▶ WHAT YOU SHOULD DO
An exact transcription of all the entries is needed; pictures stay out.
━━━━━━━━━━━━━━━━
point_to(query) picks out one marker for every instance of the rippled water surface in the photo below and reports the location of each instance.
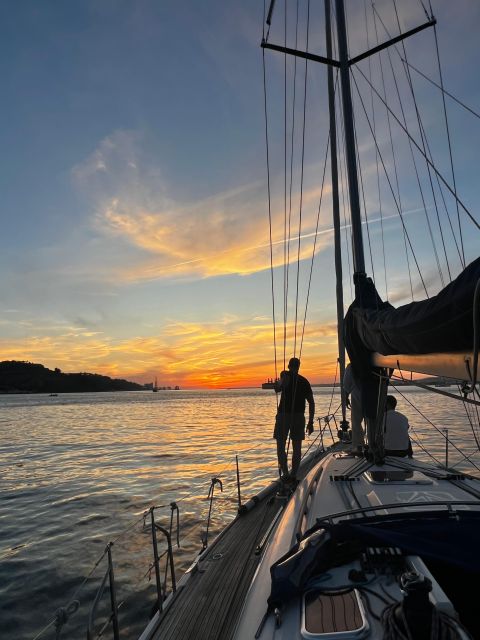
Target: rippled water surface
(79, 470)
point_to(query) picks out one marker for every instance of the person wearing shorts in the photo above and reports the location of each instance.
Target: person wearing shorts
(290, 419)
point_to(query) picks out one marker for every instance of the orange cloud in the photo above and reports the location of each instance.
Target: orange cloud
(230, 353)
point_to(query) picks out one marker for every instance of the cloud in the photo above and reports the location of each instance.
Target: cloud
(233, 351)
(225, 233)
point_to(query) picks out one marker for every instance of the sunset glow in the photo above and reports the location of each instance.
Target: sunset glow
(138, 240)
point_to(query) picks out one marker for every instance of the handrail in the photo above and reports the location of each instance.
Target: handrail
(109, 575)
(174, 507)
(210, 495)
(162, 589)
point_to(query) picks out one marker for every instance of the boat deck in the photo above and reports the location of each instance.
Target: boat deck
(207, 605)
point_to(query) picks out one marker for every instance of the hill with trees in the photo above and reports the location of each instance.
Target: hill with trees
(28, 377)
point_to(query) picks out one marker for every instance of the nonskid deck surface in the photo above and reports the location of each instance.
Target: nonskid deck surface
(208, 605)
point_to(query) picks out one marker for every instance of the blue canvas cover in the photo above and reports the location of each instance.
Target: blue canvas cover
(431, 535)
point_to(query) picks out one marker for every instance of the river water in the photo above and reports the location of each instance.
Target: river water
(79, 470)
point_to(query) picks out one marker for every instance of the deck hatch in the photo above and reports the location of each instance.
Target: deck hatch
(336, 615)
(396, 476)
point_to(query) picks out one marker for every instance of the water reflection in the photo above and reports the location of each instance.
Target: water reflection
(78, 469)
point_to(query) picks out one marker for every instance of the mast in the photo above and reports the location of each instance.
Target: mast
(336, 210)
(357, 239)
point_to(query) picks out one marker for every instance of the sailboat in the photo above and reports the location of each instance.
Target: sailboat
(368, 545)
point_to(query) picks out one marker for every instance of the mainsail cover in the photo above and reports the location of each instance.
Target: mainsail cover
(443, 323)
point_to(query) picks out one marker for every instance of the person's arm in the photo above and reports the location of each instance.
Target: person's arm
(347, 401)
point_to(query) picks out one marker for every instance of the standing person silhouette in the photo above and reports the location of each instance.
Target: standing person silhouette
(290, 418)
(354, 403)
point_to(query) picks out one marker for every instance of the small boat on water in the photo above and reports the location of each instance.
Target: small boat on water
(270, 383)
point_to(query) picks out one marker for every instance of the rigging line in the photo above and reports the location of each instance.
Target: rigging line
(439, 391)
(426, 147)
(285, 267)
(357, 153)
(449, 143)
(314, 247)
(291, 178)
(269, 211)
(345, 194)
(431, 423)
(470, 421)
(301, 182)
(391, 188)
(421, 152)
(410, 142)
(342, 164)
(333, 389)
(380, 208)
(450, 95)
(397, 182)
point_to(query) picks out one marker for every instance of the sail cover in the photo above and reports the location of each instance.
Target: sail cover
(443, 323)
(440, 324)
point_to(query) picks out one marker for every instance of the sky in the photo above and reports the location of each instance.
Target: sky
(135, 238)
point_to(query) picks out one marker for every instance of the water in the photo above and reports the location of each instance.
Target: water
(79, 470)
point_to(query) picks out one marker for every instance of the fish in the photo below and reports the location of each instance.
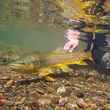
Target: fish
(46, 65)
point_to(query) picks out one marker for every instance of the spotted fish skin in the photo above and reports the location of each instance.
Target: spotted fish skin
(48, 64)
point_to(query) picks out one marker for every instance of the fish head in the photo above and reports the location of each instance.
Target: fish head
(25, 65)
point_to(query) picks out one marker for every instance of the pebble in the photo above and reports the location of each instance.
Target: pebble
(44, 101)
(71, 106)
(81, 103)
(63, 101)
━━━━━━━━━━━━━━━━
▶ SOLUTION FOR THIS PROBLEM
point_to(query) picks out one marker for every instance of the rippled water surface in the photo below and reports the location of each instance.
Target: rippled water surface
(79, 470)
point_to(query) picks out one marker for every instance of the person wearing shorts in the photo above and reports the location of each instance.
Target: person wearing shorts
(290, 419)
point_to(query) picks out one marker for every instance of the orange cloud in the photo above and reports the location of each instance.
Target: orange cloud
(230, 353)
point_to(query) picks out one marker for every instance of the cloud in the photo above and reports the location of each instance.
Target: cloud
(233, 351)
(225, 233)
point_to(query) picks out one marker for every instance of the sunset glow in the photo above and reports the location of each instance.
Target: sunset glow
(138, 240)
point_to(query) picks out one marker for every instance of the handrail in the photo above and reports the location of each instance.
Target: handrail
(109, 575)
(174, 507)
(210, 495)
(162, 589)
point_to(query) picks out one marker for every instance of the boat deck in the photo above and reports the location of each instance.
Target: boat deck
(207, 605)
point_to(query) picks out one marker for every instance of the hill with trees in the photo above and reports the location of each instance.
Target: hill with trees
(28, 377)
point_to(query) picks out one marker for every instance of the nonskid deck surface in the photo above and reports the location of each instance.
Target: nonskid deck surface
(208, 605)
point_to(query) picks out one marker for every instance of the blue canvas cover in the photo above and reports the location of each instance.
Target: blue canvas cover
(431, 535)
point_to(query) picks out one marker for every instance of the river water in the photo above and reports the location of each instance.
Target: river water
(79, 470)
point_to(query) picks out one marker for every instance of the deck hatch in the photo above and reports the location of each instance.
Target: deck hatch
(336, 615)
(396, 476)
point_to(query) picks out one marker for every instance of the water reflection in the photo above and reports the location of each instance.
Target: water reflection
(78, 469)
point_to(query) picks out one marker for every instance of the mast in the photo above and reports the location of each instance.
Target: mast
(336, 210)
(357, 239)
point_to(query) picks out one marker for every instance of the sailboat in the photo above and reports the location of each instance.
Target: sailboat
(368, 545)
point_to(query) picks out one marker for every instance of the mainsail cover in the photo above and reports the location of each instance.
Target: mainsail cover
(443, 323)
point_to(query) picks out one marker for every instance of the person's arm in the photo above and reports the location of each instance.
Target: person's arm
(347, 401)
point_to(query) picks out one marker for every instance of the standing person silhouette in the photo above and reports the location of each instance.
Target: standing person silhouette
(290, 418)
(354, 403)
point_to(query) picks out one marker for every instance of the small boat on water in the photo above and reports the location of each instance.
Target: small boat on water
(270, 383)
point_to(query) picks out one marker for every instance of the rigging line in the photo above and reports the location of each instance.
Target: rigging line
(439, 391)
(426, 147)
(285, 267)
(357, 153)
(449, 143)
(314, 247)
(291, 178)
(269, 211)
(345, 194)
(431, 423)
(470, 421)
(301, 182)
(391, 188)
(421, 152)
(410, 142)
(342, 164)
(333, 389)
(380, 208)
(450, 95)
(397, 182)
point_to(query) picks out one marker for every instance of the sail cover in the photo above and reports the location of each instance.
Target: sail cover
(443, 323)
(440, 324)
point_to(query) picks out one marker for every instance of the sky in the photo above and reports the location of each instance.
Target: sky
(135, 238)
point_to(query) picks out one marker for every instance of the water in the photo above and reports the location of each instance.
Target: water
(79, 470)
point_to(query) picks out one marker for every instance of the fish in the photo below and reports the location of each instance.
Target: fish
(46, 65)
point_to(query) picks out one marker for every instance of the spotted fish skin in the photo above and reports the location of each instance.
Target: spotted fish skin
(48, 64)
point_to(query) picks out one marker for every instance of the fish head in the photo above and reports the location of each instance.
Target: fish head
(25, 65)
point_to(query) picks out one marker for every instance of the pebble in the photo above and reports the location of each instance.
Target: pebble
(44, 101)
(71, 106)
(81, 103)
(63, 101)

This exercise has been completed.